SET PROBLEM — From the items below, extract every line that contains the string "Target". Letter case is significant.

==========

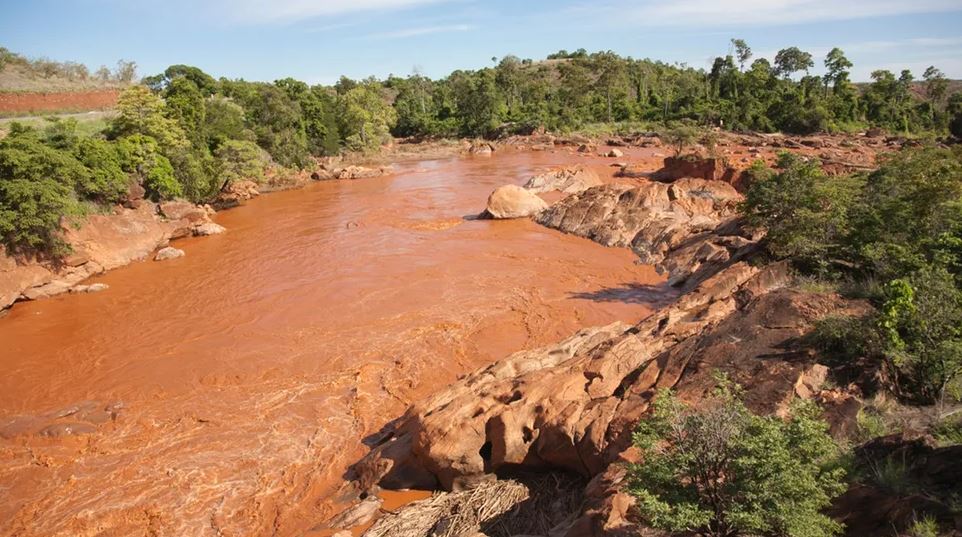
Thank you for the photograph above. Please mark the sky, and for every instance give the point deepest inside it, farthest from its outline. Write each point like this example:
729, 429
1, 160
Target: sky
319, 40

==========

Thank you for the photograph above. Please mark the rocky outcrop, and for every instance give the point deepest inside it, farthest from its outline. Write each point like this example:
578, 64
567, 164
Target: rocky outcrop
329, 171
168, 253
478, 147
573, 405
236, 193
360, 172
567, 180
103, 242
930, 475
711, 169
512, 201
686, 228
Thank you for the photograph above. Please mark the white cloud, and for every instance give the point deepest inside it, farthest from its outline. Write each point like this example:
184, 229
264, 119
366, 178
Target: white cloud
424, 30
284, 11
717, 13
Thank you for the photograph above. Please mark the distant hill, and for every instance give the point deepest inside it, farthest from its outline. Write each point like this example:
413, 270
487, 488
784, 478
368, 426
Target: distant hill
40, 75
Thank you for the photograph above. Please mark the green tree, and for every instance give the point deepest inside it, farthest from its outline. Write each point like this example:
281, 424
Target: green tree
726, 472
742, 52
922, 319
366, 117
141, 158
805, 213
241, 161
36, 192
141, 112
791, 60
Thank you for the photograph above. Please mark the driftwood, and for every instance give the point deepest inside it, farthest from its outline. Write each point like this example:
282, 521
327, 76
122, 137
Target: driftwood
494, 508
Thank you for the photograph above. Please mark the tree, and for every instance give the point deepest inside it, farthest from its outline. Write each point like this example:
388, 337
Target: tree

==========

FULL SOLUTION —
Target: sky
Target: rocky outcrop
Target: white cloud
Target: distant hill
Target: green tree
Target: driftwood
Target: tree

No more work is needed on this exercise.